▶ _TASKS TO PERFORM_
• A. Transcribe the part of the mason jar cobbler post that starts with "Always keep a" and goes on through "bring dessert everywhere.".
• B. Which organization sponsors the mason jar cobbler post?

▶ _EXTRACT PROVIDED_
Raspberry Peach Cobblers in Mason Jars! This post is sponsored by The National Frozen and Refrigerated Foods Association, also known as NFRA. See EasyHomeMeals.com for more recipes & tips.
I’m in a stage in my life where I need desserts in my purse.
I’m not entirely sure what this says about me, but in the past week, I have eaten a ‘purse dessert’ in the park after a picnic with my Camille, in line at the library, and in the backseat of my car while my realtor shows my house to a potential buyer. (It helps ease the anxiety associated with strangers in my house that might not take their shoes off before entering).
I have big plans to expand my purse dessert-eating pursuits, and I started with these mini cobblers in mason jars. Let them cool slightly before packing, of course.
Always keep a box of disposal forks in your car. The single greatest thing about having a kid is a diaper bag packed full of anything and everything you might need, including silverware. Okay okay, there are other great things about having kids, I promise. But they’re escaping me now…
Portable desserts might be my new favorite way to get through life. And if you share your portable desserts, beware that you will make loads of new friends. I mean, if I saw a lady in public pull a dessert out of her purse and start eating it, I would try to strike up a conversation with such a wise woman, wouldn’t you? You just know that someone has life figured out when they plan ahead and bring dessert everywhere.

▶ _DATA LINES_
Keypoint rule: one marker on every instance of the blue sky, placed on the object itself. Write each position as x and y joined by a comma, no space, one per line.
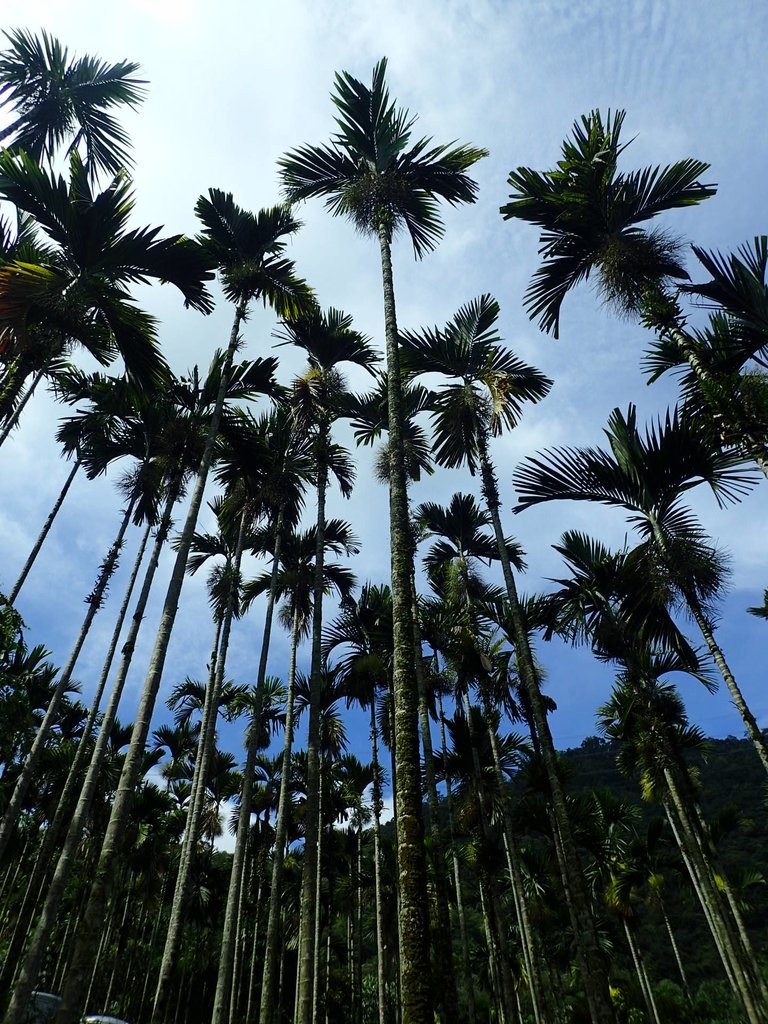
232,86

...

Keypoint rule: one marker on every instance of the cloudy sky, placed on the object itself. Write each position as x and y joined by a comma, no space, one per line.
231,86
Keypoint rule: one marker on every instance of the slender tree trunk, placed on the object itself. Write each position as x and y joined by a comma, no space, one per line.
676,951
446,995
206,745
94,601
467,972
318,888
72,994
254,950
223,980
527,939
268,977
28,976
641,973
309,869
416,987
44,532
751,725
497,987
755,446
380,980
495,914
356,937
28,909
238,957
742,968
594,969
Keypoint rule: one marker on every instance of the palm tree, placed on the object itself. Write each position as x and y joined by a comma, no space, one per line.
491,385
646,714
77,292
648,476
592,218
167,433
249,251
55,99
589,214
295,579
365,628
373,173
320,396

▶ _RESPONSES IN ORDER_
• A.
Always keep a box of disposal forks in your car. The single greatest thing about having a kid is a diaper bag packed full of anything and everything you might need, including silverware. Okay okay, there are other great things about having kids, I promise. But they’re escaping me now…
Portable desserts might be my new favorite way to get through life. And if you share your portable desserts, beware that you will make loads of new friends. I mean, if I saw a lady in public pull a dessert out of her purse and start eating it, I would try to strike up a conversation with such a wise woman, wouldn’t you? You just know that someone has life figured out when they plan ahead and bring dessert everywhere.

• B. The National Frozen and Refrigerated Foods Association, also known as NFRA.